→ SELECTED EXCERPT
□ □ □ □
2.1 Where Buyer items appear
Two filters help you find your work:
- My inbox shows requisitions where one or more lines have been assigned to you personally by a Processor.
- Your team's inbox shows everything sitting with your Buying Team — including lines assigned to teammates.
Most of your day-to-day work will come through My inbox. Use Your team's inbox if you need to see what else is in progress around you — for example, to pick up a teammate's work if they're out, or to coordinate orders across the team.
Figure 2.1 — The Buyer's My inbox view
2.2 Opening a requisition
Click anywhere on a requisition's row in the list on the left, and the full details appear in the right-hand pane. The status bar at the top tells you the current state of the requisition, the role you're acting in, and who it's assigned to.
You'll see the entire requisition — every line item, the delivery address, the contact information, any instructions and attached documents. Only the lines assigned to you are actionable from your view, but the full context is there so you can place sensible orders.
□ □ □ □
→ TASK A
What does the buyer guide section say you will see when viewing the entire requisition?

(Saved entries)
□ □ □ □
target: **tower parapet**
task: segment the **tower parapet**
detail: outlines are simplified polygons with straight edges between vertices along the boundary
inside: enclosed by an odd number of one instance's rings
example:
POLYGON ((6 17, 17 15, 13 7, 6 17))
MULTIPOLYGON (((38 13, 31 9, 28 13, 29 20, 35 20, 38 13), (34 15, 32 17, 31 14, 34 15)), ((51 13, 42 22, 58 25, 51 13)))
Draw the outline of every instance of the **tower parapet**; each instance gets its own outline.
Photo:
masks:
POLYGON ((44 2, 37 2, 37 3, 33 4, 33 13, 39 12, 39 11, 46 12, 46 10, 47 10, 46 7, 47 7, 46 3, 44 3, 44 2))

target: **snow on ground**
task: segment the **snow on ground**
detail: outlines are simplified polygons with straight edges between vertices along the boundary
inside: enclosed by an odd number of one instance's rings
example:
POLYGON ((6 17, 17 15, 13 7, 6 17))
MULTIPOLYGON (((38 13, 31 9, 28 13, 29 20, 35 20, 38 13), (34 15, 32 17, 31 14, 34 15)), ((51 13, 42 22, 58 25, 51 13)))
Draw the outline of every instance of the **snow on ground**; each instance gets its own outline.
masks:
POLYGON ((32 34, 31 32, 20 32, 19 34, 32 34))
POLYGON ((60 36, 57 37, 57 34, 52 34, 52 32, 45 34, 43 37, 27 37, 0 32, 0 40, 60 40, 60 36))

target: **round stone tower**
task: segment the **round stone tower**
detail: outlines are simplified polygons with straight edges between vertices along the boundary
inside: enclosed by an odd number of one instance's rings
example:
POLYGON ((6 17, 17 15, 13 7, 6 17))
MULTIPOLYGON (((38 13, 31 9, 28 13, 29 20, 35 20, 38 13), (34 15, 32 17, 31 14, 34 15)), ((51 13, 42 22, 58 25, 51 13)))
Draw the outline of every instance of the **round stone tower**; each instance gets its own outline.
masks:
□ □ □ □
→ TASK B
In the rows, starting with their first line and going on through the line with "POLYGON ((60 36, 57", change "simplified polygons" to "reduced polygons" and give those lines again with everything else unchanged.

→ SOLUTION A
- Every line item
- The delivery address
- The contact information
- Any instructions
- Attached documents

→ SOLUTION B
target: **tower parapet**
task: segment the **tower parapet**
detail: outlines are reduced polygons with straight edges between vertices along the boundary
inside: enclosed by an odd number of one instance's rings
example:
POLYGON ((6 17, 17 15, 13 7, 6 17))
MULTIPOLYGON (((38 13, 31 9, 28 13, 29 20, 35 20, 38 13), (34 15, 32 17, 31 14, 34 15)), ((51 13, 42 22, 58 25, 51 13)))
Draw the outline of every instance of the **tower parapet**; each instance gets its own outline.
Photo:
masks:
POLYGON ((44 2, 37 2, 37 3, 33 4, 33 13, 39 12, 39 11, 46 12, 46 10, 47 10, 46 7, 47 7, 46 3, 44 3, 44 2))

target: **snow on ground**
task: segment the **snow on ground**
detail: outlines are reduced polygons with straight edges between vertices along the boundary
inside: enclosed by an odd number of one instance's rings
example:
POLYGON ((6 17, 17 15, 13 7, 6 17))
MULTIPOLYGON (((38 13, 31 9, 28 13, 29 20, 35 20, 38 13), (34 15, 32 17, 31 14, 34 15)), ((51 13, 42 22, 58 25, 51 13)))
Draw the outline of every instance of the **snow on ground**; each instance gets its own outline.
masks:
POLYGON ((32 34, 31 32, 20 32, 19 34, 32 34))
POLYGON ((60 36, 57 37, 57 34, 52 34, 52 32, 45 34, 43 37, 27 37, 0 32, 0 40, 60 40, 60 36))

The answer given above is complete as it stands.